RECORDS TO PROCESS.
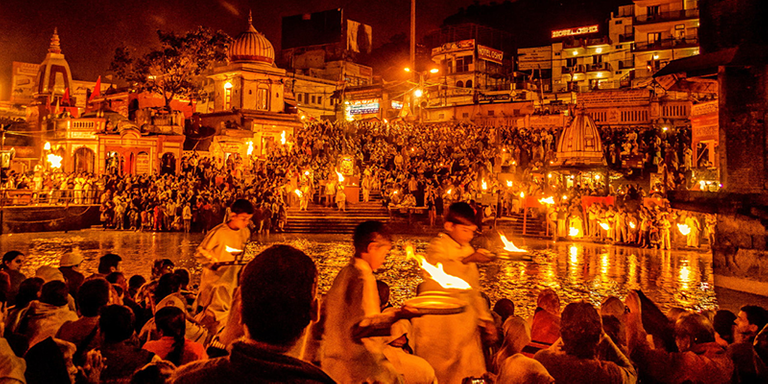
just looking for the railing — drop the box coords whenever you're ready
[587,62,612,72]
[0,189,103,207]
[562,36,611,49]
[618,59,634,70]
[561,65,587,74]
[633,37,699,52]
[618,33,635,43]
[634,9,699,24]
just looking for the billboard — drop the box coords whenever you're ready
[349,98,379,115]
[346,20,372,54]
[11,62,40,104]
[431,39,475,56]
[517,46,552,70]
[282,9,343,50]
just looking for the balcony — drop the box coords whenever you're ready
[634,9,699,25]
[618,59,634,70]
[587,62,612,72]
[618,33,635,43]
[633,37,699,52]
[562,36,611,49]
[561,65,587,74]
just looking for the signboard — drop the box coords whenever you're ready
[478,45,504,64]
[11,62,40,104]
[691,101,719,142]
[478,93,511,102]
[517,46,552,70]
[349,99,379,115]
[551,25,599,39]
[136,152,151,174]
[431,39,475,56]
[391,100,403,110]
[578,89,650,108]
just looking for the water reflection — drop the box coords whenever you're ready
[0,230,716,319]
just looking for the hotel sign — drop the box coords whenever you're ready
[478,45,504,64]
[551,25,599,39]
[432,39,475,56]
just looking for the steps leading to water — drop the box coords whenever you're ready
[285,196,389,234]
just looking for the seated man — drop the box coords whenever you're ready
[534,302,636,384]
[625,291,733,384]
[172,245,334,383]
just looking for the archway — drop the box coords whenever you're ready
[73,147,95,173]
[161,152,176,175]
[105,151,123,175]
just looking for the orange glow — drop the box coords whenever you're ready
[538,196,555,205]
[600,222,610,230]
[47,153,62,168]
[506,180,513,187]
[447,189,452,195]
[294,189,303,198]
[335,170,345,183]
[569,226,581,237]
[629,222,636,229]
[405,243,472,290]
[280,131,286,145]
[498,231,528,253]
[225,246,243,254]
[519,192,525,198]
[678,223,691,236]
[481,179,488,190]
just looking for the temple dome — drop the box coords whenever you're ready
[229,13,274,65]
[554,108,606,166]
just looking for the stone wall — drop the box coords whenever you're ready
[712,212,768,295]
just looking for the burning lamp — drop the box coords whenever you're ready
[44,142,52,151]
[678,223,691,236]
[414,89,423,98]
[280,131,286,145]
[47,153,63,169]
[481,179,488,190]
[406,243,472,290]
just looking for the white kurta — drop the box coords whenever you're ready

AIM OF THE EXERCISE.
Please retype the material in full, exactly as it reads, apart from the images.

EXERCISE ANSWER.
just looking for the railing — drop the box coords whenever you're ready
[587,62,612,72]
[0,189,103,207]
[562,36,611,49]
[618,59,634,70]
[561,65,587,74]
[633,37,699,52]
[618,33,635,43]
[634,9,699,24]
just looking for the billboard — drop the box coords whenever you're ready
[349,98,379,115]
[346,20,372,54]
[11,62,40,104]
[431,39,475,56]
[517,46,552,70]
[282,9,343,50]
just looking for the balcony — drop the box coords whenever you're ready
[634,9,699,25]
[618,59,634,70]
[587,62,612,72]
[618,33,635,43]
[633,37,699,52]
[562,36,611,49]
[561,65,587,74]
just looking for the signboard — drop the box coords whenever you're ready
[478,45,504,64]
[11,62,40,104]
[691,101,719,142]
[478,93,511,102]
[517,46,552,70]
[349,99,379,115]
[551,25,599,39]
[136,152,151,174]
[431,39,475,56]
[391,100,403,110]
[578,89,650,108]
just looking for the water reflection — drop the box coords whenever you're ready
[0,230,716,319]
just looking for the hotel sign — drop the box coords whenever you're ready
[478,45,504,64]
[551,25,599,39]
[432,39,475,56]
just looking for the steps leading to water — drop the box coords whenever you're ready
[285,196,389,234]
just looking for the seated man — drop the box coords whenever you're ready
[534,302,636,384]
[625,291,733,384]
[172,245,334,383]
just looking for the archway — drop the box coords whenever you're ready
[73,147,95,173]
[161,152,176,175]
[105,151,123,175]
just looking for the orange glow — drop the box coords whenever you're ready
[538,196,555,205]
[600,222,610,230]
[47,153,62,168]
[506,180,513,187]
[447,189,452,195]
[294,189,303,198]
[335,170,345,183]
[569,226,581,237]
[629,222,636,229]
[405,243,472,290]
[280,131,286,145]
[498,231,528,253]
[225,246,243,254]
[519,192,525,198]
[678,223,691,236]
[481,179,488,190]
just looking for the temple dome — drop the box coords whenever you're ready
[229,13,274,65]
[554,108,606,166]
just looking for the stone wall — drop the box coords whenever you're ready
[712,212,768,295]
just looking for the burning lamp — drop the box coords whenever you're ready
[44,142,52,151]
[678,223,691,236]
[414,89,423,98]
[280,131,286,145]
[47,153,63,169]
[481,179,488,190]
[406,243,472,290]
just looking for the white kurta — drop the box coords whenever you're ready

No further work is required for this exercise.